• _The exercise_: Decide whether each statement below agrees with the Durham Light Infantry passage, answering yes or no and quoting the passage's deciding words: (a) The 2nd battalion came back from Germany to the Depot at Brancepeth. (b) The subaltern had been commissioned about a year before acting as Company Commander. (c) The battalion started a week of leave before anything else.

• _Text passage_:
_ _ _

|Those who have followed Lawrie Hodges’ tales where the
RPs get the upper hand will be glad to know that it was not always
one way traffic. I once had the great joy of getting the Provost
Sergeant “on the rack” in front of his RPs. and his
While not perhaps a unique occurrence, it was certainly unusual,
certainly in a peacetime infantry battalion, for a 19 year old
subaltern a mere five months after commissioning, to be not
only acting Company Commander but also having to take Company
Orders and sit in the judgement seat. This came about when the
2nd battalion, Durham Light Infantry returned from Germany to
the Depot at Brancepeth to go into “suspended animation”
which, for all practical purposes meant disbanding and all the
personnel dispersing, some to 1/DLI others to other regiments
and ERE jobs, after a ceremonial farewell parade through Durham.
Although tinged with a certain amount of sadness, there was
also a sort of “end-of-term” atmosphere about the
battalion. Some of the Depot permanent staff, however, were
not too happy with the disruption to their well ordered and
smooth running little empire by this somewhat carefree invasion,
particularly as there was not as much deference shown to them
as by the recruits in training.
But first the battalion had a week of Disembarkation Leave.
All that is except a small skeleton crew. In A Company this
consisted of a sergeant and enough junior ranks for essential
fatigues, fire pickets and so on as well, of course, as a clerk
to keep the paperwork moving and me, the most junior officer.

_ _ _

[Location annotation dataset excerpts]
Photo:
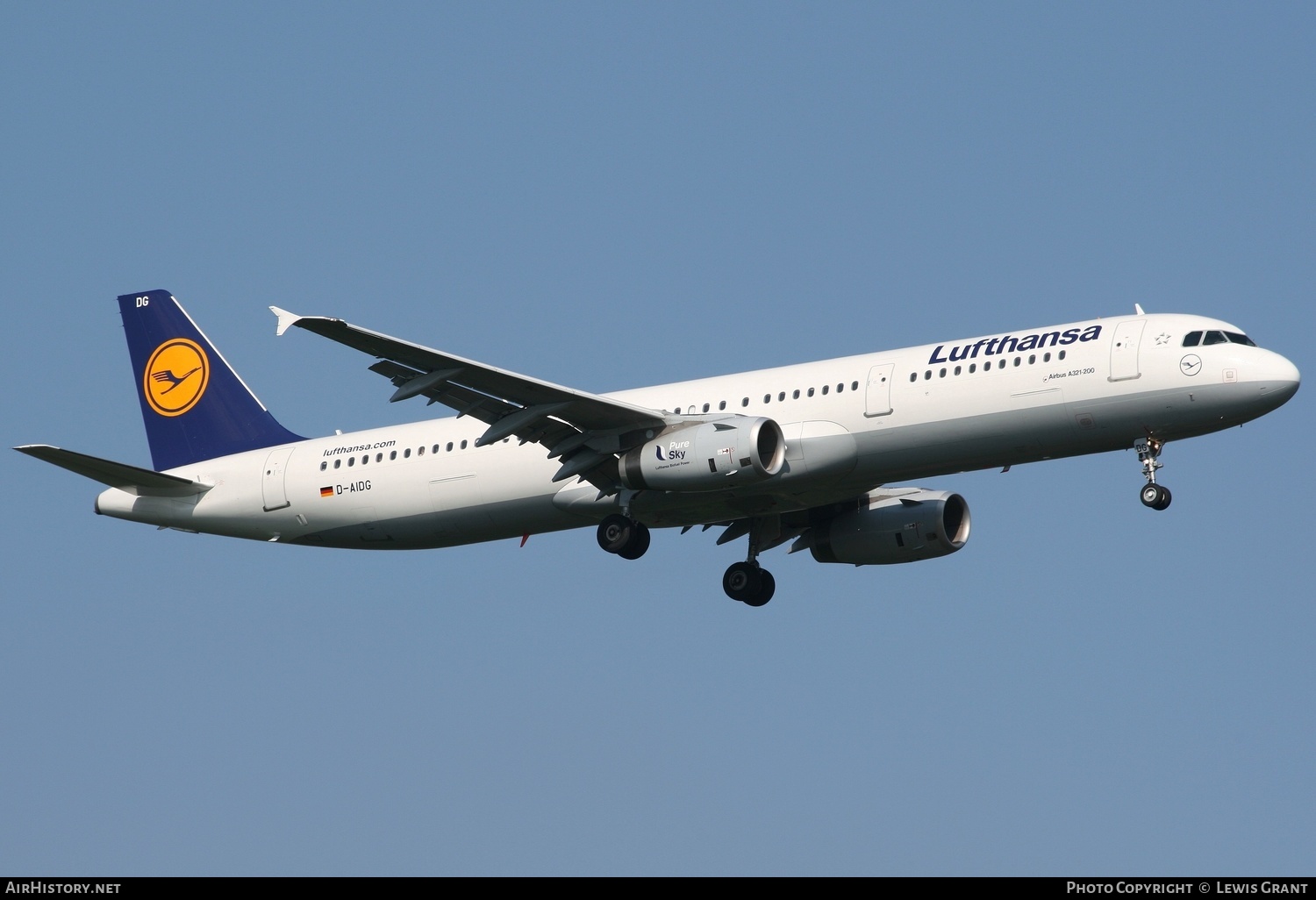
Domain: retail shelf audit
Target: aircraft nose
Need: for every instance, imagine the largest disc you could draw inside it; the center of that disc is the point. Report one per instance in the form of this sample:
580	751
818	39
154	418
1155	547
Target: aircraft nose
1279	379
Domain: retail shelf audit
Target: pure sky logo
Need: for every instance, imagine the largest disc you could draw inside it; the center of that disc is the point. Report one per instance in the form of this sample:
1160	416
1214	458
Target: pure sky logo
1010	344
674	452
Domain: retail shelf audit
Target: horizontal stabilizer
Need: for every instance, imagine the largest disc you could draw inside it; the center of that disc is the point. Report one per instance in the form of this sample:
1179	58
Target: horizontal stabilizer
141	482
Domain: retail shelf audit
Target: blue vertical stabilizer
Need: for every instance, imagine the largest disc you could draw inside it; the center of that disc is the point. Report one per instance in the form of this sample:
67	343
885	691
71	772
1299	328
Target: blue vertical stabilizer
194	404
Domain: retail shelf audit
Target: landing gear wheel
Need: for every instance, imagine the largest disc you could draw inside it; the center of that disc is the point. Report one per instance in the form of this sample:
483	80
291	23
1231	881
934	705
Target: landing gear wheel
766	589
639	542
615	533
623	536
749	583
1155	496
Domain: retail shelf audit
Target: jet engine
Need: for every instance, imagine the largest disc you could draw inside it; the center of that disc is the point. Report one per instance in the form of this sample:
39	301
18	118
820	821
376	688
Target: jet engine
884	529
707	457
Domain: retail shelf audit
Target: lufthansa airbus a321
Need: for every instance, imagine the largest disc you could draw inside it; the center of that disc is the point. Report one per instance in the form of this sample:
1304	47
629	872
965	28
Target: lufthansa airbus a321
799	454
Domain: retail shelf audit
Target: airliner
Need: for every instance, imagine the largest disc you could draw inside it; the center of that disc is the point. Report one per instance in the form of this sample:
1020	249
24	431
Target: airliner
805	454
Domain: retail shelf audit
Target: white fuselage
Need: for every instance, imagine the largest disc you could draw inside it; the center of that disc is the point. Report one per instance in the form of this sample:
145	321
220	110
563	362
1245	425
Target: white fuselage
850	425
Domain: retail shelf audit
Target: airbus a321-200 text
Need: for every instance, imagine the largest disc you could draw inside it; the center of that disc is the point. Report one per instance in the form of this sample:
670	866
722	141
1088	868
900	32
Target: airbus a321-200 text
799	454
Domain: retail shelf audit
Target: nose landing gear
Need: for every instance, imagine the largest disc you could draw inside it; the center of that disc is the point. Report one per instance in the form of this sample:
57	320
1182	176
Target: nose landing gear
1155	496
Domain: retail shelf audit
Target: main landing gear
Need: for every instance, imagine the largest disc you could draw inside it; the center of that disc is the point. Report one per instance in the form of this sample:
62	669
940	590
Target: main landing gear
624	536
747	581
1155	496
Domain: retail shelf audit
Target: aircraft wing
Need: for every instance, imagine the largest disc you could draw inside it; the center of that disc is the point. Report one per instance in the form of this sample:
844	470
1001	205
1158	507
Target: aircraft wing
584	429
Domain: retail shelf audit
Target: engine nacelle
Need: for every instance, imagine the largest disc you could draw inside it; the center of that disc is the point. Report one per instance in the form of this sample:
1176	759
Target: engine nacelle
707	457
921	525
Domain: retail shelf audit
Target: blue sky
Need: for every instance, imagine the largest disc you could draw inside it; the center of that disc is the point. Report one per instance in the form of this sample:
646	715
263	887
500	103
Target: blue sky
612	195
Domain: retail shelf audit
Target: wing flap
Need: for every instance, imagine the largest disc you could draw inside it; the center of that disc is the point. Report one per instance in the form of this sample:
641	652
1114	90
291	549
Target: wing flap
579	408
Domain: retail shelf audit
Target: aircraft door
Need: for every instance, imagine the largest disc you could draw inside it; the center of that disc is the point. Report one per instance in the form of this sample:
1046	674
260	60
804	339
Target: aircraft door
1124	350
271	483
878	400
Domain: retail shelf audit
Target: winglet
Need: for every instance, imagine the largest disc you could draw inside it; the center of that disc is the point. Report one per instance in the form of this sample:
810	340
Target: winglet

_ _ _

• _Task response_:
(a) Yes: "the 2nd battalion, Durham Light Infantry returned from Germany to the Depot at Brancepeth"
(b) No: "a mere five months after commissioning"
(c) Yes: "But first the battalion had a week of Disembarkation Leave."